**Short exercise**
Render the records below as a JSON list of strings, one string per line, skipping blank lines and leaving out the pictures.

=== Record excerpts ===

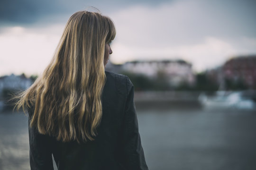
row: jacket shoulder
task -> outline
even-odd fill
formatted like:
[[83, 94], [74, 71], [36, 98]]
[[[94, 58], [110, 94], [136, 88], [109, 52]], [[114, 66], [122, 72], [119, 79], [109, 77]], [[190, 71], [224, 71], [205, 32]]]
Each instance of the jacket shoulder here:
[[117, 91], [120, 94], [127, 96], [133, 85], [128, 76], [115, 73], [110, 71], [105, 71], [107, 79], [114, 79]]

===

**Solution**
[
  "row: jacket shoulder",
  "task -> outline",
  "even-odd fill",
  "formatted like:",
  "[[83, 94], [74, 71], [36, 98]]",
  "[[[94, 58], [110, 94], [136, 88], [109, 52]], [[114, 66], [122, 72], [119, 79], [109, 77]], [[190, 71], [224, 71], [205, 32]]]",
  "Each instance of the jacket shoulder here:",
  "[[117, 91], [120, 94], [127, 96], [133, 85], [128, 76], [115, 73], [110, 71], [105, 71], [107, 79], [114, 79]]"
]